- **TRECHO DO DOCUMENTO**:
------------------------------
Jornalista: ... o Mantega está preparando, o governo quer isso, quer aquilo...
Presidenta: Ô, Cláudia, tem umas coisas que eu acho fantásticas, você entende, no jornal. Tem coisa que diz o seguinte: “A Presidenta disse que...” Eu nunca abri minha santa boca para dizer nada. Tem avaliações que tem ministro subindo e ministro caindo, que são absurdas, mas absurdas. Por exemplo, fala que o ministro A, B, C e D está na... como é que se chama isso? Não é nem purgatório...
Jornalista: Limbo.
Presidenta: Está na bolsa das apostas, desvalorizadíssimo, e que o ministro C, D e E é maravilhoso. Eu acho, Cláudia, que um governo não pode ser pautado e nem dar importância – apesar de eu achar que as pessoas sempre se ressentem um pouco – não pode se pautar por esse tipo de avaliação. Nenhum presidente avalia os seus ministros dessa forma. Eu já fui ministra, eu sei como é que funciona. Nenhum presidente pode olhar também – eu estou te dando uma... fazendo uma imagem – fazer pacotes ou não de acordo com o flutuar das coisas. Quando você faz, você toma algumas medidas, você toma algumas medidas porque elas têm suíte, elas têm a ver com o todo que você está fazendo. Agora, por exemplo, eu posso te adiantar algumas coisas: eu não vou permitir, em hipótese alguma, que a inflação volte no Brasil. Eu não permitirei. Não permitirei que a inflação, sob qualquer circunstância, volte. Eu também, Cláudia, não acredito nas regras que ficam falando, em março, sobre que o Brasil não crescerá. Eu tenho certeza de que o Brasil vai crescer, entre 4,5% e 5%.
Jornalista: Este ano?
Presidenta: Este ano. Nós... Não tem nenhuma inconsistência em cortar R$ 50 bilhões e manter o BNDES emprestando para o setor privado, nenhuma inconsistência. Dar R$ 55 bilhões para o BNDES fazer, com o dinheiro que tem, a carteira para garantir um programa de sustentação do investimento. Não tem nenhuma inconsistência, do nosso ponto de vista, com o fato de que o país pode aumentar a sua oferta de bens e serviços aumentando seus investimentos. Porque, ao fazê-lo, no médio prazo ele vai contribuir para diminuir qualquer pressão de demanda. Hoje, eu acho que aquela velha discussão sobre qual é o potencial de crescimento do país tem de ser revista. Você lembra que eles diziam que era 3,5[%]?
------------------------------
- **MATERIAL EXTRAÍDO**:

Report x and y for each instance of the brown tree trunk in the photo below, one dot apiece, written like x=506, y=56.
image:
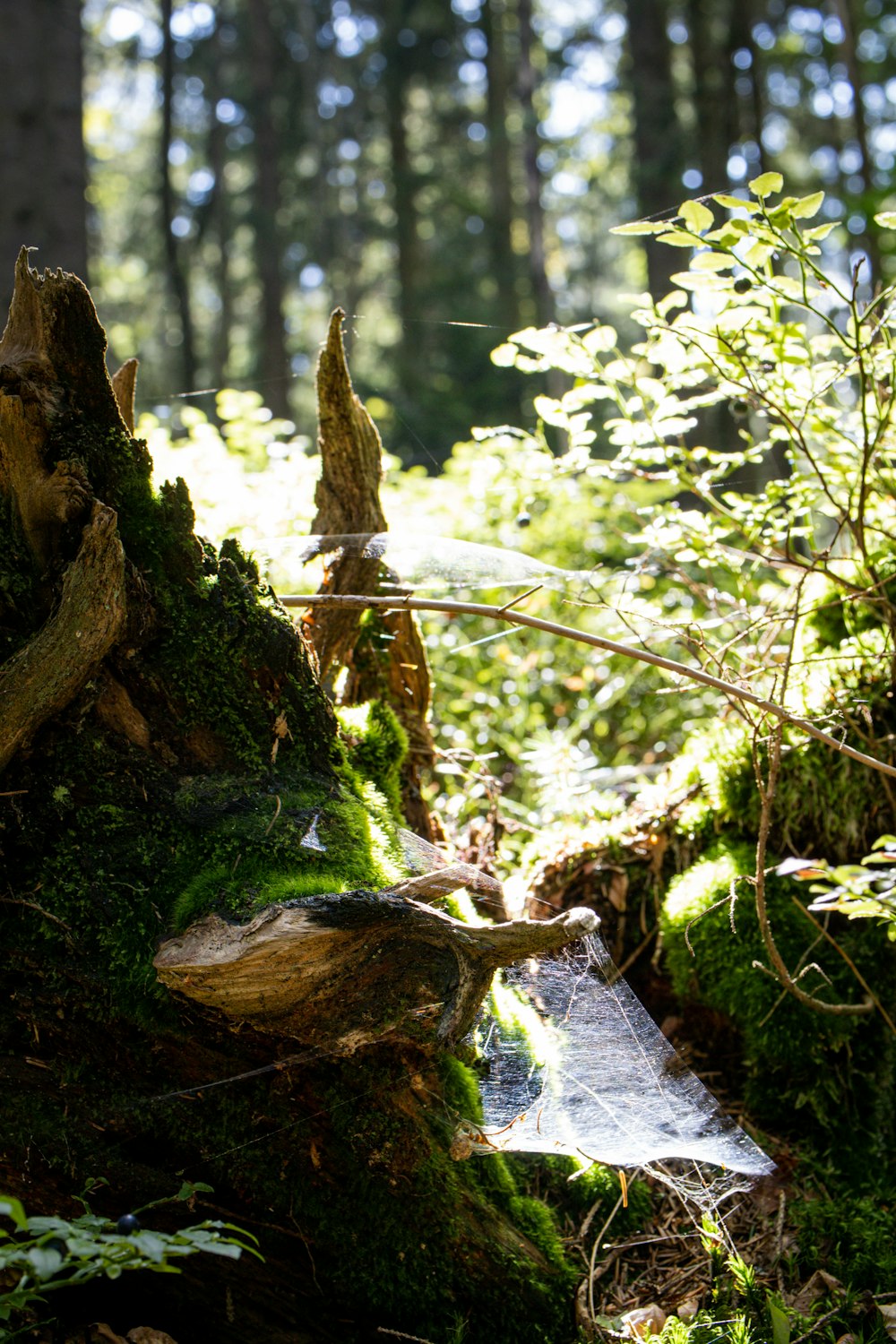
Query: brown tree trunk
x=42, y=168
x=659, y=142
x=544, y=306
x=273, y=360
x=177, y=281
x=501, y=180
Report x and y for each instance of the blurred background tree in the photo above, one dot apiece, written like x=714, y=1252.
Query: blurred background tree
x=253, y=163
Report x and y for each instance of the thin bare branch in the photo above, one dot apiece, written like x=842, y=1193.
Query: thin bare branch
x=727, y=688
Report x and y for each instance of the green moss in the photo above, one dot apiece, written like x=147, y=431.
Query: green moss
x=376, y=747
x=815, y=1064
x=461, y=1089
x=258, y=843
x=536, y=1220
x=853, y=1236
x=826, y=806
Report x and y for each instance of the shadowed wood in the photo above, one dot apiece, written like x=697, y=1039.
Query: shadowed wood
x=398, y=969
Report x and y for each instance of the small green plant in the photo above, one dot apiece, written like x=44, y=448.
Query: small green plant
x=858, y=892
x=43, y=1254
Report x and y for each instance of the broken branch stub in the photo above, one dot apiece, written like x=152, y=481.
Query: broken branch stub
x=347, y=495
x=339, y=972
x=72, y=537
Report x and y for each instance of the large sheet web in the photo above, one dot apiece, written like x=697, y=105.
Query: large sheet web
x=573, y=1064
x=427, y=562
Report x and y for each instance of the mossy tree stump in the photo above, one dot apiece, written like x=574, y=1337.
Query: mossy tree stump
x=174, y=785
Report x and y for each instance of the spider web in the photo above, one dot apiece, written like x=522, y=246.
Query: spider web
x=573, y=1064
x=429, y=562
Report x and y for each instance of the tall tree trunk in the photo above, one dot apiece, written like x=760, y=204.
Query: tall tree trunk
x=710, y=23
x=42, y=167
x=543, y=295
x=273, y=359
x=222, y=225
x=395, y=16
x=847, y=15
x=501, y=214
x=177, y=281
x=659, y=142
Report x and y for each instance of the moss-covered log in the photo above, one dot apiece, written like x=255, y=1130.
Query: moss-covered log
x=168, y=757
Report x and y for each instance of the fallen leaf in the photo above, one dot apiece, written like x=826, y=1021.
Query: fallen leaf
x=888, y=1312
x=814, y=1288
x=643, y=1322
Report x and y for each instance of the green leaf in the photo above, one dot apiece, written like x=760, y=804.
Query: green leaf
x=712, y=261
x=694, y=215
x=504, y=355
x=807, y=207
x=678, y=239
x=11, y=1207
x=735, y=203
x=641, y=226
x=766, y=185
x=780, y=1324
x=821, y=230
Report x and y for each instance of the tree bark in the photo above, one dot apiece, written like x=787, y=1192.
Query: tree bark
x=43, y=168
x=172, y=771
x=177, y=281
x=659, y=142
x=273, y=360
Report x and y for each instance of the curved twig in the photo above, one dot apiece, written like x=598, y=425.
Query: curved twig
x=597, y=642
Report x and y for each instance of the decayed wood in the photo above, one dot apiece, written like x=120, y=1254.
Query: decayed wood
x=347, y=495
x=349, y=503
x=59, y=518
x=398, y=969
x=46, y=675
x=124, y=384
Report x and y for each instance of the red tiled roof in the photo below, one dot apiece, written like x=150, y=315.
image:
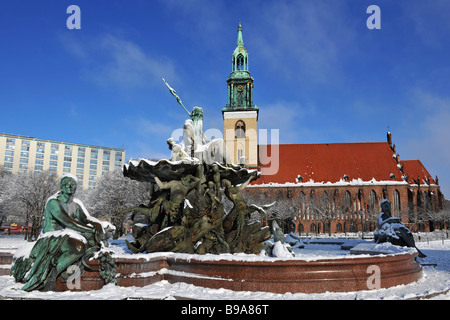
------------------------------
- **OBJETIVO**: Na entrevista, transcreva sem alterações a passagem que se inicia nas palavras "Jornalista: Este ano?" e vai até "que era 3,5[%]?", inclusive.

- **RESPOSTA COMPLETA**:
Jornalista: Este ano?
Presidenta: Este ano. Nós... Não tem nenhuma inconsistência em cortar R$ 50 bilhões e manter o BNDES emprestando para o setor privado, nenhuma inconsistência. Dar R$ 55 bilhões para o BNDES fazer, com o dinheiro que tem, a carteira para garantir um programa de sustentação do investimento. Não tem nenhuma inconsistência, do nosso ponto de vista, com o fato de que o país pode aumentar a sua oferta de bens e serviços aumentando seus investimentos. Porque, ao fazê-lo, no médio prazo ele vai contribuir para diminuir qualquer pressão de demanda. Hoje, eu acho que aquela velha discussão sobre qual é o potencial de crescimento do país tem de ser revista. Você lembra que eles diziam que era 3,5[%]?